# Acciones requeridas:
**A)** Según el texto sobre el cine y las estaciones, ¿qué porcentaje del gran tiburón blanco había desaparecido de las costas del este norteamericano tras la película Tiburón?
**B)** Cita del texto sobre el cine y las estaciones todo lo que va desde "A pesar de que el blockbuster" hasta "su posibilidad mercantil.".

# Texto de origen:
= = = = = = =

El verano (suspendido)
En el verano de 1975, Tiburón de Steven Spielberg estableció un nuevo estándar para la taquilla cinematográfica, creando el modelo que hoy conocemos como blockbuster (acuñado por los aviones bombarderos de la Segunda Guerra Mundial). La calurosa estación resultó ser la época perfecta para la economía fílmica: la gente quería escapar del sol y satisfacer su ocio; el cine, además de cumplir ambos deseos, brindó un artificio tan grandilocuente y espectacular que casi 50 años después sigue abarrotando salas.
Hollywood entró a su nueva etapa con velocidad, peligro y una explosión; en el blockbuster siempre hay urgencia para que el héroe evite la catástrofe: un insaciable miedo al fracaso. Esa urgencia fue la que llevó a varios de los que vieron Tiburón en los 70 a dar caza a la especie injustamente retratada. En una entrevista para la BBC, George Burgess, director del Programa de Protección del Tiburón en Florida, mencionó que el 50 por ciento del gran tiburón blanco en las costas del este norteamericano había desaparecido tras la película.
A pesar de que el blockbuster confrontaba los miedos de la sociedad en forma de entretenimiento (terrorismo, desastres climáticos, eventos apocalítpticos), el aparato también resultó contagiar su ansiedad. Una seductora pero venenosa fantasía heróica que atraviesa el verano. No obstante, mientras que la taquilla reitera ansiosos montajes donde siempre debe estar sucediendo algo, otros autores y autoras se posicionan desde la estación como esencia narrativa, dejando de lado su posibilidad mercantil.
Éric Rohmer en La Coleccionista (1967) entendía al verano como un espacio de encuentros e introspección donde la suspensión del tiempo fortalece nuestra capacidad de pensarnos (e inventarnos) a nosotros y al mundo; Luca Guadagnino en Llámame por tu nombre (2017) hace eco de esa suspensión pero como potenciador de la atracción, de lo sexual. El calor que abraza al mundo es el mismo que nos une al cuerpo del otro, que nos hace abrazarlo. El cuerpo y la memoria registran esos momentos de la suspensión, con el tiempo cobrando formas cuasi-fantásticas idóneas. Para la chilena Dominga Sotomayor en Tarde para morir joven (2018), el verano son recuerdos que difuminan lo verdadero de lo que quisiéramos hubiese sido, de ahí el trágico título: crecer es existir más allá de la fantasía.
(Ocaso) De otoño
Aunque el verano puede distinguir entre su existencia narrativa y comercial, el otoño estadounidense hace mucho diluyó la línea. Su cine influenció fuertemente para hacer del Halloween una tradición global, provocando que octubre y el cine de terror parezcan inseparables. A pesar de que el otoño transcurre de septiembre a diciembre, octubre tiende a sentirse como el único y verdadero mes de la estación. Una burbuja café-naranjosa donde los monstruos de la ficción, por una noche, invaden amistosamente las calles, el tajo de la pantalla siendo lo que nos mantiene a salvo de su brutal amenaza, contenida del otro lado: en el de la ficción. Es el deseo de jugar con la muerte, solo a sabiendas de que no podrá tocarnos.

= = = = = = =

# Ítems proporcionados:
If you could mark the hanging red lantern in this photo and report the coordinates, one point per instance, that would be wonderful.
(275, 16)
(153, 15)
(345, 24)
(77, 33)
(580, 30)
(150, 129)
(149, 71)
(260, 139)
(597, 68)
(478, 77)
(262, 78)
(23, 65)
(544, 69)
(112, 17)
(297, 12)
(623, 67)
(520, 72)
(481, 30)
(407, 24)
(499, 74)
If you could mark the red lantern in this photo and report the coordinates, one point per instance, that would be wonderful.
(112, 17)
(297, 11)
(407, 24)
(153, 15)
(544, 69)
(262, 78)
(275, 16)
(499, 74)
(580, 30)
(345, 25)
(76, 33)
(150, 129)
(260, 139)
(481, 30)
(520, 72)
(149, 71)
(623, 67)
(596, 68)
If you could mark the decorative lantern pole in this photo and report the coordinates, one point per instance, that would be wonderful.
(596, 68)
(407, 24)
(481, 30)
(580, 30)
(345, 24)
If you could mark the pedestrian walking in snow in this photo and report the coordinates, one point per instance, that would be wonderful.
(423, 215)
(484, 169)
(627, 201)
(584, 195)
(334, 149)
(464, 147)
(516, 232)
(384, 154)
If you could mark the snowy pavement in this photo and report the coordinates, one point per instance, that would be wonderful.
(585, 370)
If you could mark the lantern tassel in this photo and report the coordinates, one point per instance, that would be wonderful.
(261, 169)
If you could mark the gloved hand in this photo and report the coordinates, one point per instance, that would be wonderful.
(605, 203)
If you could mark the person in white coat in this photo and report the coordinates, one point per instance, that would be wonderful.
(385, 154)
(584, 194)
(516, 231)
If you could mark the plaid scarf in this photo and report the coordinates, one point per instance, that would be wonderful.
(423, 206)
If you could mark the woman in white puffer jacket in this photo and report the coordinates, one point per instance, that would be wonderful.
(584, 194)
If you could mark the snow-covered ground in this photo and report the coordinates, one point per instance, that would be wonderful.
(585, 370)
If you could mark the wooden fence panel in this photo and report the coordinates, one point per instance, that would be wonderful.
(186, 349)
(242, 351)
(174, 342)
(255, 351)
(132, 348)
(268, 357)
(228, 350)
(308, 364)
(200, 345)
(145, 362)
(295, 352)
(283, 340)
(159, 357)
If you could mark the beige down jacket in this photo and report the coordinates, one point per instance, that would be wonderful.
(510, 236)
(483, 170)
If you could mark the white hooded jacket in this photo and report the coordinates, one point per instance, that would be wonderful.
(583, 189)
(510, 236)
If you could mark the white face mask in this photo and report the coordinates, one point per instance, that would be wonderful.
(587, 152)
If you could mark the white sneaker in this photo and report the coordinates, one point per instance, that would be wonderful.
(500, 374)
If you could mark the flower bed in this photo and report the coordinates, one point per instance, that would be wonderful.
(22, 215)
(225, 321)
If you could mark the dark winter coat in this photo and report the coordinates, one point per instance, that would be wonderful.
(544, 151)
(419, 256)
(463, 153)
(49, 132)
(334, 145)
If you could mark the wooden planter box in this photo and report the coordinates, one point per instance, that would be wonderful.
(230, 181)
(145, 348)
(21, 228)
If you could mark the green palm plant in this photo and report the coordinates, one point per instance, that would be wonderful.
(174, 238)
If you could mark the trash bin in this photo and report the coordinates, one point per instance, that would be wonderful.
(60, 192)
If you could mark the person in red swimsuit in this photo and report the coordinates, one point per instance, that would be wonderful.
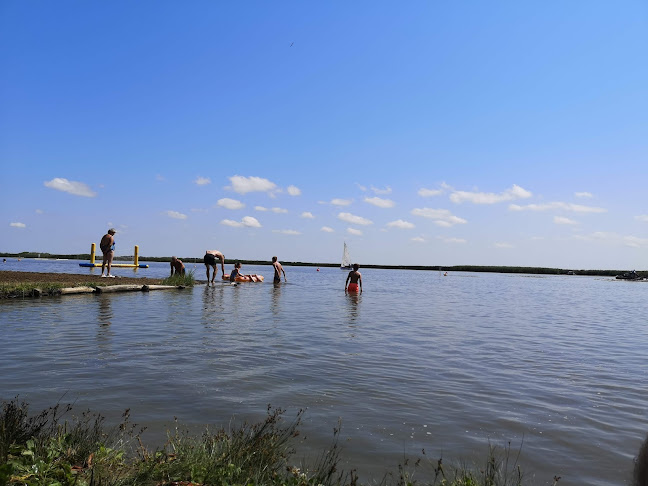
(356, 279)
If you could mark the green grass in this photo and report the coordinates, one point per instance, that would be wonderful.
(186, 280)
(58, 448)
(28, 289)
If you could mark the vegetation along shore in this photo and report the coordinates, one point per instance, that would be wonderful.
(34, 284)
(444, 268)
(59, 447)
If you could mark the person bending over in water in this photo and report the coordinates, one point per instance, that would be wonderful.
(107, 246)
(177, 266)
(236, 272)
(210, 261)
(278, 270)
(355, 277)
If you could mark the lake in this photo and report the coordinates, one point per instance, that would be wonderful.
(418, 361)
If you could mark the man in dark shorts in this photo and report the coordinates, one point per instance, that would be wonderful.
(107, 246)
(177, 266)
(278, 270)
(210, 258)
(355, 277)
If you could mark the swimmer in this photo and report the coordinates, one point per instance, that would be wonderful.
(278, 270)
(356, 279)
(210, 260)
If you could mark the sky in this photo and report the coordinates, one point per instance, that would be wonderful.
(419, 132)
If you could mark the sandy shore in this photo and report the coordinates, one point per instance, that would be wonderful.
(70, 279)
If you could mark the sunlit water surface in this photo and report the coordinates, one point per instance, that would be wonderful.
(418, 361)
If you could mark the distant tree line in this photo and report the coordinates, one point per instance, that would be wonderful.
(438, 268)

= = = = = = =

# Respuestas por tarea:
**A)** El 50 por ciento.

**B)**
A pesar de que el blockbuster confrontaba los miedos de la sociedad en forma de entretenimiento (terrorismo, desastres climáticos, eventos apocalítpticos), el aparato también resultó contagiar su ansiedad. Una seductora pero venenosa fantasía heróica que atraviesa el verano. No obstante, mientras que la taquilla reitera ansiosos montajes donde siempre debe estar sucediendo algo, otros autores y autoras se posicionan desde la estación como esencia narrativa, dejando de lado su posibilidad mercantil.